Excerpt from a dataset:
==============================

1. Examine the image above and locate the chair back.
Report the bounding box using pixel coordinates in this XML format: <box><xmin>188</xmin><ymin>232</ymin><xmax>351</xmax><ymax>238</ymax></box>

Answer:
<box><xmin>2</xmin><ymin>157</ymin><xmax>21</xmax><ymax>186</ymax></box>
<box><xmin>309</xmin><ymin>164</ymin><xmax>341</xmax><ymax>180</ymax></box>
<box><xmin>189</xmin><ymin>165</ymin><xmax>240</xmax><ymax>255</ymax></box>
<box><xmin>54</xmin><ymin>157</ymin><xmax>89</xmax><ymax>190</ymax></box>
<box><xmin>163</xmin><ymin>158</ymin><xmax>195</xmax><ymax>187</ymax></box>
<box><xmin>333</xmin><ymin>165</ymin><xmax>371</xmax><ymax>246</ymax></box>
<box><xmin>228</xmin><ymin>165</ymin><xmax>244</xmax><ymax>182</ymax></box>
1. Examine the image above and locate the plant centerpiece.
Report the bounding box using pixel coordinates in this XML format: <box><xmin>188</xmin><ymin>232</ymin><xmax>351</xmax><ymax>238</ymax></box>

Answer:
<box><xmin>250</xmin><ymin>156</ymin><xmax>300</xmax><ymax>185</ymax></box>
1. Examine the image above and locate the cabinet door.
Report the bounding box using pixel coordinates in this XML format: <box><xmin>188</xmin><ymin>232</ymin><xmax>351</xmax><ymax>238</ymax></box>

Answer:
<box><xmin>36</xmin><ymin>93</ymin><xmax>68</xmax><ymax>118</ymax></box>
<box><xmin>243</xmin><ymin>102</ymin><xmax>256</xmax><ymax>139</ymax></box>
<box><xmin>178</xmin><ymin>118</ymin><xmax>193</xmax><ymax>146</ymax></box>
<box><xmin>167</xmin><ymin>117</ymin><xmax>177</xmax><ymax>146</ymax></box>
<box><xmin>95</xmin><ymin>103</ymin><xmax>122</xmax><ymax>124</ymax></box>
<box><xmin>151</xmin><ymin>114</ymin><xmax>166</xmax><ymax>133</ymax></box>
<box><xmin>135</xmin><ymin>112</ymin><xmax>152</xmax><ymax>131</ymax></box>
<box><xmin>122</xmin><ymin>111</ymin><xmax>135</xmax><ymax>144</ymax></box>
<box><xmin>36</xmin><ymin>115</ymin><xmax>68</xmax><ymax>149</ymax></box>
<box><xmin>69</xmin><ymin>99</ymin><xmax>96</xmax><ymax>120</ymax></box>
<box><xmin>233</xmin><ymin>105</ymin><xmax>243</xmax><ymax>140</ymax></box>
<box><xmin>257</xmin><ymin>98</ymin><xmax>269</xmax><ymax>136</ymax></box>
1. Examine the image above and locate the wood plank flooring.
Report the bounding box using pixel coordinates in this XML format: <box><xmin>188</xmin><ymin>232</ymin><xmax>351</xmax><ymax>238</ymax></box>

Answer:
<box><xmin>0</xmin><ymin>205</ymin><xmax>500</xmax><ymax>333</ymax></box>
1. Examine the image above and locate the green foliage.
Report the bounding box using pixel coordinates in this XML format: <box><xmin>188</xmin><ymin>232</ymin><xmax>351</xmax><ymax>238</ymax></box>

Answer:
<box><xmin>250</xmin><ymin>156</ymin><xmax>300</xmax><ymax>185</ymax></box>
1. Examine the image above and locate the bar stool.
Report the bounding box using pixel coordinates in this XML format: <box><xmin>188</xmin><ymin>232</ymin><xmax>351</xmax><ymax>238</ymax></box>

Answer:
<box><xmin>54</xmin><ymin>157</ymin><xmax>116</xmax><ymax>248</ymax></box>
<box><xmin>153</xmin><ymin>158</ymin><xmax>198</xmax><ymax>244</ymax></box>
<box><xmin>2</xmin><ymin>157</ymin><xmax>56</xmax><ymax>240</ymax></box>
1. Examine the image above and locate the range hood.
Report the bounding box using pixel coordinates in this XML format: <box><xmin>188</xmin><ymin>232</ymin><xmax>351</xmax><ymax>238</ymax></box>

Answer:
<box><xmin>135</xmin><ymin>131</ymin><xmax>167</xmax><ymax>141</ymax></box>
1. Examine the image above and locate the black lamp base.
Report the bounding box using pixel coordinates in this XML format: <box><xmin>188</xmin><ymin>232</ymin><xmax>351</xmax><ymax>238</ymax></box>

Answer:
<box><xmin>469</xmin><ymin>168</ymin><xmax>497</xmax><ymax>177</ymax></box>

==============================

Convert the data above into a Markdown table with two columns, Row and Line. Each nonblank line goes in its own row with a sequential number, and blank lines are left out.

▶ _The output_:
| Row | Line |
|---|---|
| 1 | 1. Examine the image above and locate the chair back. |
| 2 | Report the bounding box using pixel coordinates in this XML format: <box><xmin>188</xmin><ymin>232</ymin><xmax>351</xmax><ymax>238</ymax></box> |
| 3 | Answer: |
| 4 | <box><xmin>2</xmin><ymin>157</ymin><xmax>21</xmax><ymax>186</ymax></box> |
| 5 | <box><xmin>309</xmin><ymin>164</ymin><xmax>341</xmax><ymax>180</ymax></box> |
| 6 | <box><xmin>189</xmin><ymin>165</ymin><xmax>240</xmax><ymax>255</ymax></box> |
| 7 | <box><xmin>54</xmin><ymin>157</ymin><xmax>89</xmax><ymax>190</ymax></box> |
| 8 | <box><xmin>163</xmin><ymin>158</ymin><xmax>195</xmax><ymax>187</ymax></box> |
| 9 | <box><xmin>333</xmin><ymin>165</ymin><xmax>371</xmax><ymax>246</ymax></box> |
| 10 | <box><xmin>228</xmin><ymin>165</ymin><xmax>244</xmax><ymax>182</ymax></box> |
| 11 | 1. Examine the image above and locate the plant centerpiece. |
| 12 | Report the bounding box using pixel coordinates in this XML format: <box><xmin>188</xmin><ymin>232</ymin><xmax>351</xmax><ymax>238</ymax></box> |
| 13 | Answer: |
| 14 | <box><xmin>250</xmin><ymin>156</ymin><xmax>300</xmax><ymax>185</ymax></box> |
| 15 | 1. Examine the image above and locate the cabinet door. |
| 16 | Report the bounding box using pixel coordinates in this XML format: <box><xmin>188</xmin><ymin>232</ymin><xmax>351</xmax><ymax>238</ymax></box> |
| 17 | Answer: |
| 18 | <box><xmin>36</xmin><ymin>93</ymin><xmax>68</xmax><ymax>118</ymax></box> |
| 19 | <box><xmin>243</xmin><ymin>102</ymin><xmax>256</xmax><ymax>139</ymax></box> |
| 20 | <box><xmin>178</xmin><ymin>118</ymin><xmax>193</xmax><ymax>146</ymax></box> |
| 21 | <box><xmin>167</xmin><ymin>117</ymin><xmax>177</xmax><ymax>146</ymax></box> |
| 22 | <box><xmin>95</xmin><ymin>103</ymin><xmax>122</xmax><ymax>124</ymax></box> |
| 23 | <box><xmin>151</xmin><ymin>114</ymin><xmax>166</xmax><ymax>133</ymax></box> |
| 24 | <box><xmin>135</xmin><ymin>112</ymin><xmax>152</xmax><ymax>131</ymax></box> |
| 25 | <box><xmin>122</xmin><ymin>111</ymin><xmax>135</xmax><ymax>144</ymax></box> |
| 26 | <box><xmin>36</xmin><ymin>115</ymin><xmax>68</xmax><ymax>149</ymax></box> |
| 27 | <box><xmin>69</xmin><ymin>99</ymin><xmax>96</xmax><ymax>120</ymax></box> |
| 28 | <box><xmin>233</xmin><ymin>105</ymin><xmax>243</xmax><ymax>140</ymax></box> |
| 29 | <box><xmin>257</xmin><ymin>98</ymin><xmax>269</xmax><ymax>136</ymax></box> |
| 30 | 1. Examine the image above and locate the wood plank flooring. |
| 31 | Report the bounding box using pixel coordinates in this XML format: <box><xmin>188</xmin><ymin>232</ymin><xmax>351</xmax><ymax>238</ymax></box> |
| 32 | Answer: |
| 33 | <box><xmin>0</xmin><ymin>205</ymin><xmax>500</xmax><ymax>333</ymax></box> |
| 34 | 1. Examine the image above and locate the green foliage. |
| 35 | Report the bounding box using pixel coordinates in this XML format: <box><xmin>188</xmin><ymin>232</ymin><xmax>351</xmax><ymax>238</ymax></box> |
| 36 | Answer: |
| 37 | <box><xmin>250</xmin><ymin>156</ymin><xmax>300</xmax><ymax>185</ymax></box> |
| 38 | 1. Examine the image above and locate the bar stool. |
| 39 | Report the bounding box using pixel coordinates in this XML format: <box><xmin>188</xmin><ymin>232</ymin><xmax>351</xmax><ymax>238</ymax></box> |
| 40 | Answer: |
| 41 | <box><xmin>54</xmin><ymin>157</ymin><xmax>116</xmax><ymax>248</ymax></box> |
| 42 | <box><xmin>153</xmin><ymin>158</ymin><xmax>198</xmax><ymax>244</ymax></box> |
| 43 | <box><xmin>2</xmin><ymin>157</ymin><xmax>56</xmax><ymax>240</ymax></box> |
| 44 | 1. Examine the image above and locate the range hood. |
| 45 | Report the bounding box using pixel coordinates in this XML format: <box><xmin>188</xmin><ymin>232</ymin><xmax>351</xmax><ymax>238</ymax></box> |
| 46 | Answer: |
| 47 | <box><xmin>135</xmin><ymin>131</ymin><xmax>167</xmax><ymax>141</ymax></box> |
| 48 | 1. Examine the image above and locate the black lamp base. |
| 49 | Report the bounding box using pixel coordinates in this XML format: <box><xmin>188</xmin><ymin>232</ymin><xmax>351</xmax><ymax>238</ymax></box> |
| 50 | Answer: |
| 51 | <box><xmin>469</xmin><ymin>168</ymin><xmax>497</xmax><ymax>177</ymax></box> |